*Supplied records*.
------------

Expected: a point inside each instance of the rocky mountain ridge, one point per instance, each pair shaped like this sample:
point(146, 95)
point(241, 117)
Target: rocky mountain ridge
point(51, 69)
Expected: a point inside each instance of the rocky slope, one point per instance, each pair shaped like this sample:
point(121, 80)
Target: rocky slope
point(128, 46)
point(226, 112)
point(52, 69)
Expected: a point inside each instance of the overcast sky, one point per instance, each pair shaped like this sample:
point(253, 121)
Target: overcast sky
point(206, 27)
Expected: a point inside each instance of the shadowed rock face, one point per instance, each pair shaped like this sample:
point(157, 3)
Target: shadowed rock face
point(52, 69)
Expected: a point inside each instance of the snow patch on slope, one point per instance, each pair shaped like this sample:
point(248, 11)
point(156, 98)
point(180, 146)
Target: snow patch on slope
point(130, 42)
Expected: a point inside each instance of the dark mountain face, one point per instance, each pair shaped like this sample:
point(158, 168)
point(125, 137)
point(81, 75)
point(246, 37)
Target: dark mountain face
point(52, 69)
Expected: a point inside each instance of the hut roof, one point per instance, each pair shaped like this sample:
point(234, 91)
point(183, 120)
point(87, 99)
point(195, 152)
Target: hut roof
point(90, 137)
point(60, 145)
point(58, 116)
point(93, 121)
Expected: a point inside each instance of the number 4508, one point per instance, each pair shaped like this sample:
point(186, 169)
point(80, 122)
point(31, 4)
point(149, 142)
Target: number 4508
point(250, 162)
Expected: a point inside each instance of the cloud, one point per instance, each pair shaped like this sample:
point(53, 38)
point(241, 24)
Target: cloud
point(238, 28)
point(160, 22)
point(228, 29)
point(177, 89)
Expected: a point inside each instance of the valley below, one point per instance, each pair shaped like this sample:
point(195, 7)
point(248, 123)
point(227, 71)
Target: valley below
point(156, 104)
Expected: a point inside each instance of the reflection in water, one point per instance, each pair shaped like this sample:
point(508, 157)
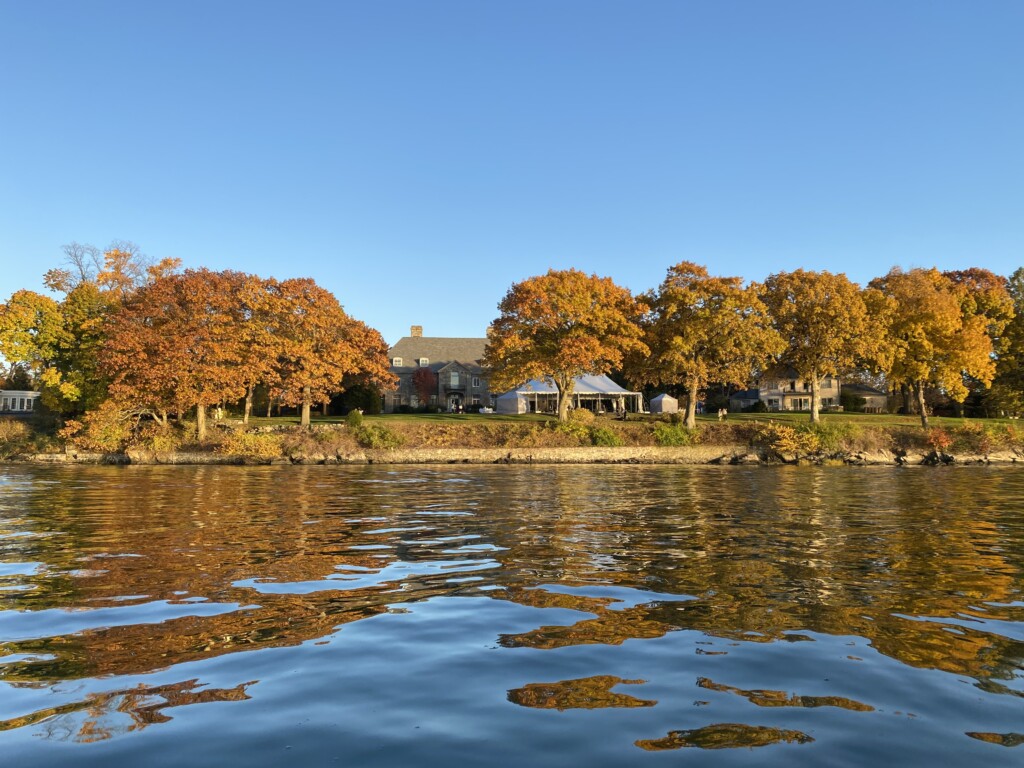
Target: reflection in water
point(886, 590)
point(586, 693)
point(724, 736)
point(101, 716)
point(1006, 739)
point(781, 698)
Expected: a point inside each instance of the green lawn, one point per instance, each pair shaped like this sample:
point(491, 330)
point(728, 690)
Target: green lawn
point(882, 420)
point(407, 418)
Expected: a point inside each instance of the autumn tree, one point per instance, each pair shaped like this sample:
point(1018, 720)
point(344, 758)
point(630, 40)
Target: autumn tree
point(1008, 386)
point(702, 329)
point(31, 330)
point(174, 343)
point(562, 325)
point(425, 383)
point(318, 348)
point(824, 324)
point(59, 341)
point(936, 334)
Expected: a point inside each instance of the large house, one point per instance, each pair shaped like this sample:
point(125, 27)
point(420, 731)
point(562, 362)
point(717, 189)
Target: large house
point(784, 390)
point(17, 401)
point(460, 381)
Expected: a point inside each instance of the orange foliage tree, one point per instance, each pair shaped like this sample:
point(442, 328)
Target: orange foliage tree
point(824, 323)
point(175, 343)
point(938, 333)
point(702, 329)
point(562, 325)
point(317, 348)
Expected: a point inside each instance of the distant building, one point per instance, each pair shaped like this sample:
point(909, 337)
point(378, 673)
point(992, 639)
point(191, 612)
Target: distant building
point(17, 401)
point(876, 401)
point(784, 390)
point(597, 393)
point(461, 381)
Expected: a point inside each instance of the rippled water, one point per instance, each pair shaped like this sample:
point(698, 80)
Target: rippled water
point(511, 615)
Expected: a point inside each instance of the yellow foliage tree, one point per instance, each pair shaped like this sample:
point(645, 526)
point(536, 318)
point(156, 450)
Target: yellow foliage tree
point(562, 325)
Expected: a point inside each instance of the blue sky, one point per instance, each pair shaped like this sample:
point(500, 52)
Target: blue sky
point(417, 158)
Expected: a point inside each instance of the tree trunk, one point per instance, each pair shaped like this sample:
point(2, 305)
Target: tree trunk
point(815, 397)
point(922, 406)
point(564, 398)
point(249, 404)
point(304, 421)
point(691, 406)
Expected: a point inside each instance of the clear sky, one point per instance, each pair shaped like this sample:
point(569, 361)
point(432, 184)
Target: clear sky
point(417, 158)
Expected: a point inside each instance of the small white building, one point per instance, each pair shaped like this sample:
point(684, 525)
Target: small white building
point(664, 403)
point(17, 400)
point(597, 393)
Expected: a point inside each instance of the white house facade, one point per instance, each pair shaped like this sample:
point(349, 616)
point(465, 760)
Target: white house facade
point(17, 401)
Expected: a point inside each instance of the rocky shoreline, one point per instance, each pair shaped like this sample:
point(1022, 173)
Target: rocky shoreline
point(696, 455)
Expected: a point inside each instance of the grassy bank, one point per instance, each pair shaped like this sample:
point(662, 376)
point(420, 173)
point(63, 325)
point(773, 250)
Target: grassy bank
point(783, 436)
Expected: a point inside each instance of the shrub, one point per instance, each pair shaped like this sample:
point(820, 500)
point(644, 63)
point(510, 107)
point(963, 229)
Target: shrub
point(161, 439)
point(675, 435)
point(251, 444)
point(12, 431)
point(835, 436)
point(939, 439)
point(377, 437)
point(784, 439)
point(604, 436)
point(577, 429)
point(107, 429)
point(582, 416)
point(13, 437)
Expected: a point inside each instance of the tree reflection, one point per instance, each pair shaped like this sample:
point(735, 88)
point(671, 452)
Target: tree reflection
point(924, 570)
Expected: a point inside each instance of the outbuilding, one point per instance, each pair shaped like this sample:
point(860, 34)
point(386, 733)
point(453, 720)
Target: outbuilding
point(664, 403)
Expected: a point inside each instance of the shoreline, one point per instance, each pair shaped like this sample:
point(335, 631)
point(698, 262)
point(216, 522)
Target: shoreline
point(694, 455)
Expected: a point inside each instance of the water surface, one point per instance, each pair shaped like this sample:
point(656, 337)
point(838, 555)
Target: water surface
point(511, 615)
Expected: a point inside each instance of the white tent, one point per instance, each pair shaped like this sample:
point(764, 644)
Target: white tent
point(664, 403)
point(598, 393)
point(511, 402)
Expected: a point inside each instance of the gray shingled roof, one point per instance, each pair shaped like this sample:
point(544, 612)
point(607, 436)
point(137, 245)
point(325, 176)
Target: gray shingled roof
point(438, 350)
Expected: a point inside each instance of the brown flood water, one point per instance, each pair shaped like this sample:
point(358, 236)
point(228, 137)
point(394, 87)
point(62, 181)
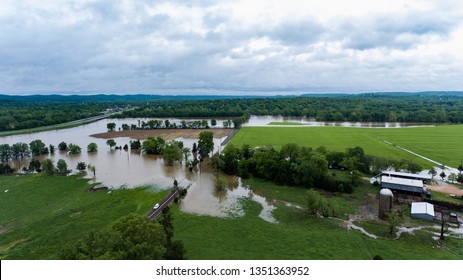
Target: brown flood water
point(119, 168)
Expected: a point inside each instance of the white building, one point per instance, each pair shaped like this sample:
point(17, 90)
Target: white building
point(423, 210)
point(401, 184)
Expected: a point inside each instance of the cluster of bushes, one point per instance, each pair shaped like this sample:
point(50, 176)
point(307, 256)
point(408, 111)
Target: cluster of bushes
point(133, 237)
point(297, 165)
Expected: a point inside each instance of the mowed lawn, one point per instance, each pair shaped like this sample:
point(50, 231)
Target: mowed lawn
point(442, 143)
point(40, 215)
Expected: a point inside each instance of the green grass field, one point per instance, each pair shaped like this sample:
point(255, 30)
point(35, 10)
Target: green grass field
point(440, 143)
point(284, 123)
point(42, 215)
point(298, 236)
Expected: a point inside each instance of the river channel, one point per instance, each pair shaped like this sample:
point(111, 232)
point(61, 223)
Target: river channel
point(120, 168)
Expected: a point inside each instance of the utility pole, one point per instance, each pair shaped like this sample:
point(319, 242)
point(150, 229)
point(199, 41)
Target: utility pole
point(442, 225)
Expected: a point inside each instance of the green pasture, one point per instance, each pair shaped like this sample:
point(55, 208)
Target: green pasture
point(40, 215)
point(285, 123)
point(440, 143)
point(299, 236)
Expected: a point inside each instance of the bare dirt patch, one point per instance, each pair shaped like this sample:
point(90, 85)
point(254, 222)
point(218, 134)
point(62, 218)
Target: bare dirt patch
point(167, 134)
point(446, 188)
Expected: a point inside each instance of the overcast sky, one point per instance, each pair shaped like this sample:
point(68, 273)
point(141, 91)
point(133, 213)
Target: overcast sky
point(230, 47)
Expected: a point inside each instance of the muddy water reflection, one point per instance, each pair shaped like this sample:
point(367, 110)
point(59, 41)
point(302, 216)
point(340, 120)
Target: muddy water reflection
point(203, 199)
point(116, 168)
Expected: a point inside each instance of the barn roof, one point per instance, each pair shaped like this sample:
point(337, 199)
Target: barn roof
point(401, 181)
point(410, 175)
point(422, 208)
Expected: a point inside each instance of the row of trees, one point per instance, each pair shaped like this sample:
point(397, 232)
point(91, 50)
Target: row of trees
point(174, 151)
point(36, 111)
point(36, 148)
point(296, 165)
point(132, 237)
point(48, 167)
point(355, 108)
point(166, 124)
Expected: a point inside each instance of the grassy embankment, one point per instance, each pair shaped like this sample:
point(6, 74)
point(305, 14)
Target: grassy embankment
point(284, 123)
point(43, 214)
point(440, 143)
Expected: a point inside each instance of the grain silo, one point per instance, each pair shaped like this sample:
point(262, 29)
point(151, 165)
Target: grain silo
point(385, 202)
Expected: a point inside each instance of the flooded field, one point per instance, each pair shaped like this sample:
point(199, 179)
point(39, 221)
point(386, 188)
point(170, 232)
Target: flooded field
point(120, 168)
point(267, 120)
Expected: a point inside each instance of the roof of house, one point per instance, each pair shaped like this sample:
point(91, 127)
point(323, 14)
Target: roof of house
point(401, 181)
point(411, 175)
point(422, 208)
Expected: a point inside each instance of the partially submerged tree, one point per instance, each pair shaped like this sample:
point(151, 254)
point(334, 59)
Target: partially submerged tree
point(81, 166)
point(62, 146)
point(206, 143)
point(111, 143)
point(172, 153)
point(62, 166)
point(92, 147)
point(111, 126)
point(74, 149)
point(48, 167)
point(393, 220)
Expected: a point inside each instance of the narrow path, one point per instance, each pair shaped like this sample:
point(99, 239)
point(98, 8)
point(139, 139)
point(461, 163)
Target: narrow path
point(418, 155)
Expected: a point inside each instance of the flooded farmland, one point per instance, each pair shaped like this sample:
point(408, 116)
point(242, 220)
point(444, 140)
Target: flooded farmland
point(121, 168)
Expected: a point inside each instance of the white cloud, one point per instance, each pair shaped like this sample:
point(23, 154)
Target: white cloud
point(224, 46)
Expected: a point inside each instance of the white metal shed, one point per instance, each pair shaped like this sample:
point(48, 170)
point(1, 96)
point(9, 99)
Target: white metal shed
point(423, 210)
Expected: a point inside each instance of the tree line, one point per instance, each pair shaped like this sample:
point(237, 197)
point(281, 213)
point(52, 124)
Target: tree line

------------

Copy out the material from the line containing "Expected: a point inside each instance of the green lawn, one" through the line containing "point(407, 418)", request lines included, and add -15 to each coordinate of the answer points. Keep the request lines and their sample points unchanged.

*Written solution*.
Expected: a point inside each instance of the green lawn, one point per instance, each pair shaped like this sample:
point(491, 330)
point(728, 690)
Target: green lawn
point(867, 405)
point(392, 403)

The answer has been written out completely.